--- ACTIVITY ---
Word for word, transcribe the data below from the line with "Where can the rock" to the line with "Where can the kneeling", keeping both of those lines.

--- DATA FOR REVIEW ---
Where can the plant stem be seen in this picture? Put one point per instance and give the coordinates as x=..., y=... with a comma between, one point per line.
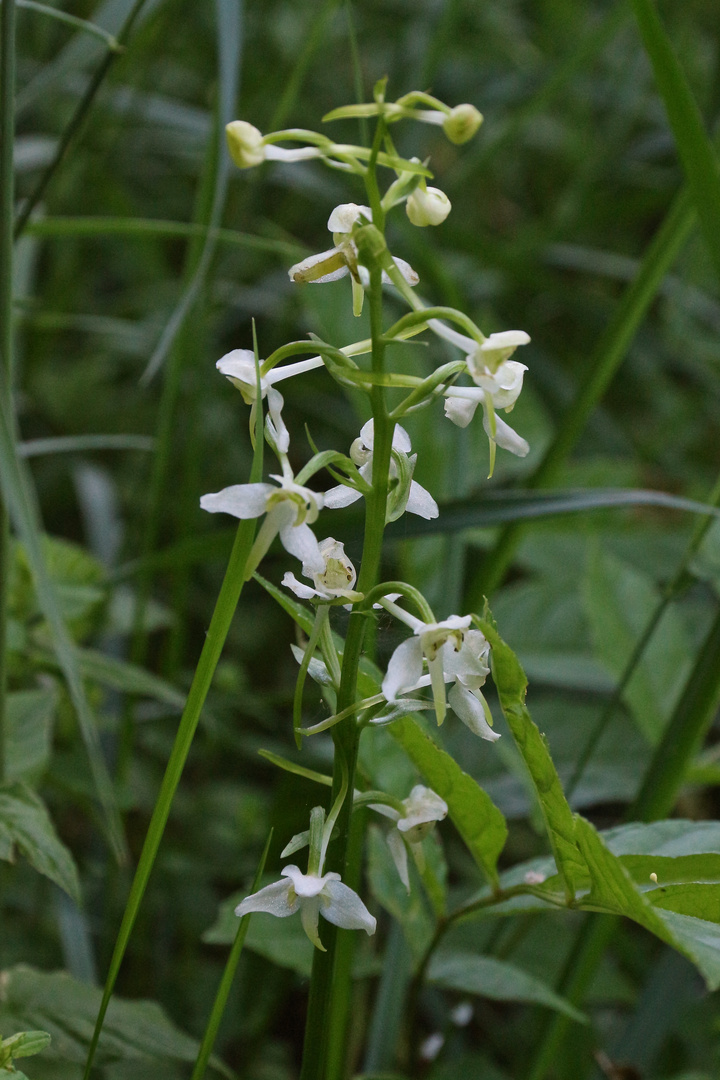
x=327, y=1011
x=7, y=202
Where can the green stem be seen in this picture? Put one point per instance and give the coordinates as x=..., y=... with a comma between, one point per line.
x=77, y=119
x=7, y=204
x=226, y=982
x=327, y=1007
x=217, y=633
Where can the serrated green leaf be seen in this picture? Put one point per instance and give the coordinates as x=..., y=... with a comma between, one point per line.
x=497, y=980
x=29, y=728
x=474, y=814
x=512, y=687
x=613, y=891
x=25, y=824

--

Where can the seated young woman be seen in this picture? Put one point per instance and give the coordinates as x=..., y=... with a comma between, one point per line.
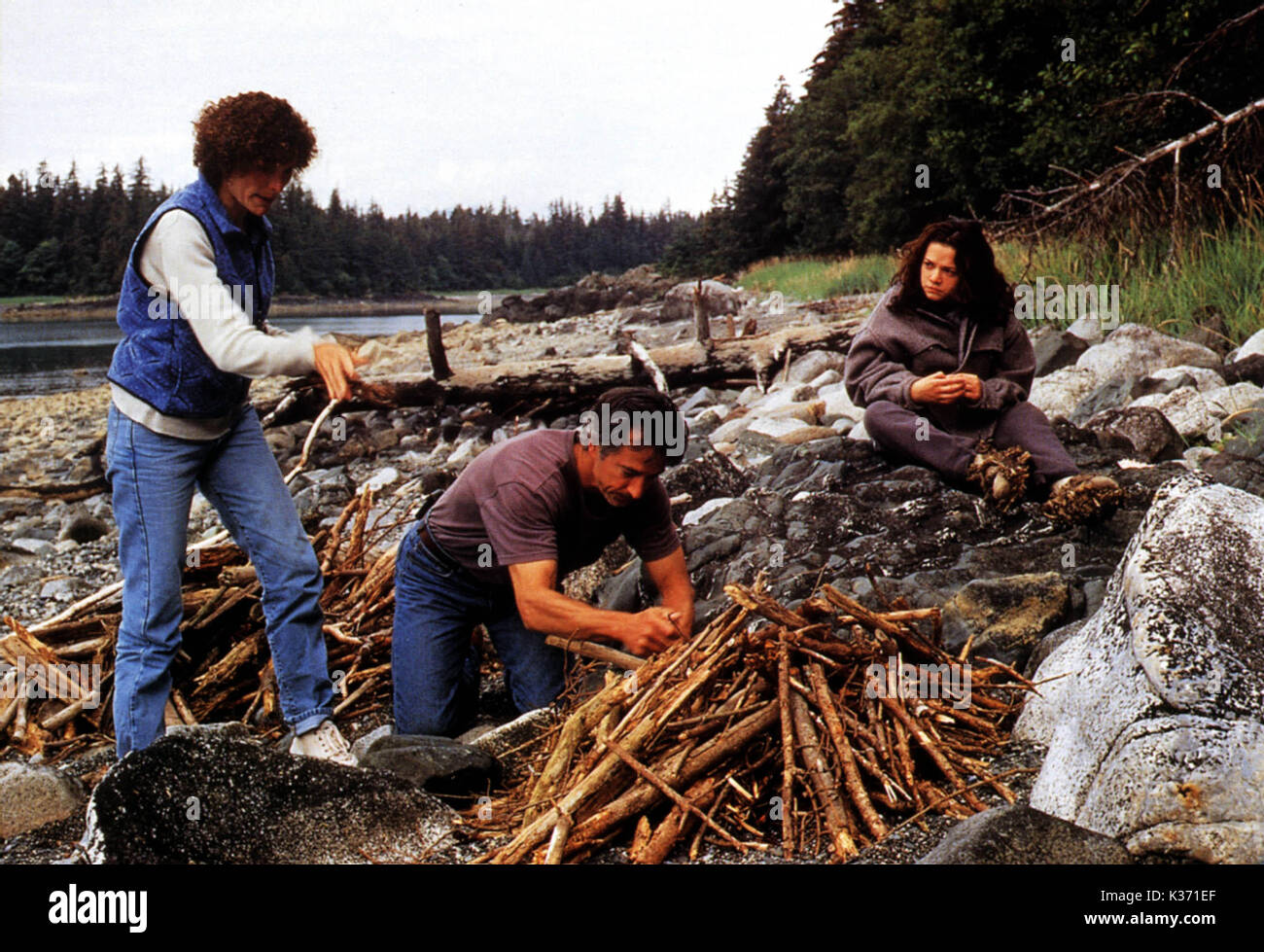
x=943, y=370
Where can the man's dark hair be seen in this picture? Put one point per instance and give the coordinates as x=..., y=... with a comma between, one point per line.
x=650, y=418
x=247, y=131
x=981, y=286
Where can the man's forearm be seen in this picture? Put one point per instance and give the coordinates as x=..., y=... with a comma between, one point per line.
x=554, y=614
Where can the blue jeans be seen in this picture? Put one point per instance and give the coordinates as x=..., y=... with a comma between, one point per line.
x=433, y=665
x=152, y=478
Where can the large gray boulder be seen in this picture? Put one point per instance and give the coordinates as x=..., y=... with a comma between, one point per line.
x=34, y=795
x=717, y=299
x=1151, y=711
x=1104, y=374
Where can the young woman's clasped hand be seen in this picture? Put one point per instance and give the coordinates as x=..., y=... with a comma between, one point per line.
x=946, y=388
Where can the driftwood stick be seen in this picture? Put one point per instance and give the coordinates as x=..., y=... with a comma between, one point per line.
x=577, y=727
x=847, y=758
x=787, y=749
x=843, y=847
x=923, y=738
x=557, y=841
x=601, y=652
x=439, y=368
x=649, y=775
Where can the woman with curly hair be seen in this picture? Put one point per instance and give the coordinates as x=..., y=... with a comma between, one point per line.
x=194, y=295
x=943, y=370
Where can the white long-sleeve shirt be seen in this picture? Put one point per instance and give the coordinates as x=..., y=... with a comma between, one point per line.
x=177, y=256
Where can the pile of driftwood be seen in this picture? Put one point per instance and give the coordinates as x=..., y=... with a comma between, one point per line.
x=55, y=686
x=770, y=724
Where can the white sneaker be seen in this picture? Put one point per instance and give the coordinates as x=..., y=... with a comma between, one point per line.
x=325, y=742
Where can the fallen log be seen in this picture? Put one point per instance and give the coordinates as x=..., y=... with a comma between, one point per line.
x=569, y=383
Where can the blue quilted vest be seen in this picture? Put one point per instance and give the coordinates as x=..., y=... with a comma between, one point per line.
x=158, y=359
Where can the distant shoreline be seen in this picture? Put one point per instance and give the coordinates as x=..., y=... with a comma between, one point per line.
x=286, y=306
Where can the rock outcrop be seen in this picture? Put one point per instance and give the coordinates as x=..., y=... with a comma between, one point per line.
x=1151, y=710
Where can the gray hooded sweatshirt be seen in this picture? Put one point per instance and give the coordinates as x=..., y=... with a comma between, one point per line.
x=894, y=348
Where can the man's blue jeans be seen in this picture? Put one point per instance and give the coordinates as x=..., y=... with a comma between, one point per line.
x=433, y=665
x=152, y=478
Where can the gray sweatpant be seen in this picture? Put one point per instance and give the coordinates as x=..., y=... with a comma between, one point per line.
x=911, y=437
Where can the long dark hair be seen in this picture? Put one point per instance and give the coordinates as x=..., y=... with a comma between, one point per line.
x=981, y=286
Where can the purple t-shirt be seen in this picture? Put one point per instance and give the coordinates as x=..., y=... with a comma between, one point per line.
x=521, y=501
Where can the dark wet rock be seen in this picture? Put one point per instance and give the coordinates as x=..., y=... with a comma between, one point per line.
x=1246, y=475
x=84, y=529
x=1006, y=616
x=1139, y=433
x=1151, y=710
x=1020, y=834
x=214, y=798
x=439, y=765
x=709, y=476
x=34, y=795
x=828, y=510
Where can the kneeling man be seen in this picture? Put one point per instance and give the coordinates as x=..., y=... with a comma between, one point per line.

--- RESULT OF THE TASK ---
Where can the rock outcrop be seen in this picture? Put one point per instance and give the coordinates as x=..., y=... with a comma between, one point per line.
x=1151, y=710
Where can the gray hooded sweatshirt be seen in this picture? Put one point per instance and give the coordinates as x=..., y=... with a comma between, one point per line.
x=894, y=348
Where can the man's blue jeans be seen in this picture? Put one point per instance and give the coordinates as x=..., y=... with a comma between, one point per line.
x=433, y=665
x=152, y=478
Where can the gray sweatpant be seen in this picture? Put one point per instance and give the coordinates as x=..., y=... with a comma between, one point per line.
x=911, y=437
Where can the long dark hair be seen in this picture? Put one point per instance and give the coordinates as x=..., y=... with a comma between, one point per line.
x=981, y=286
Where can the purple t-shirt be seen in this picture? Put one point per instance and give the coordinates as x=..., y=... with a comma between, one point per line.
x=521, y=501
Where can the dark wet rock be seen in this picture? Put one point per instance and give the coordinates as x=..., y=... with a comma between, one point per line.
x=1246, y=475
x=84, y=529
x=1006, y=616
x=1139, y=433
x=1151, y=710
x=1020, y=834
x=214, y=798
x=439, y=765
x=709, y=476
x=34, y=795
x=828, y=510
Where can the kneeling man be seen in this picture? Put one point per instance and give the coordinates as x=..., y=... with a comma between, one point per line.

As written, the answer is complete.